[start of RECORDED INFORMATION]
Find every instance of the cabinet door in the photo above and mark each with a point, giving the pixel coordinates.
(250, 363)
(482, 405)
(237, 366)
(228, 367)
[end of RECORDED INFORMATION]
Rewrite every line of the material above, including the lines without coordinates, and raise each coordinate in the answers by 65.

EXERCISE SOLUTION:
Find every instance of the cabinet door in the photo above and mark each with a point, giving the pixel coordinates.
(315, 428)
(547, 470)
(302, 431)
(293, 432)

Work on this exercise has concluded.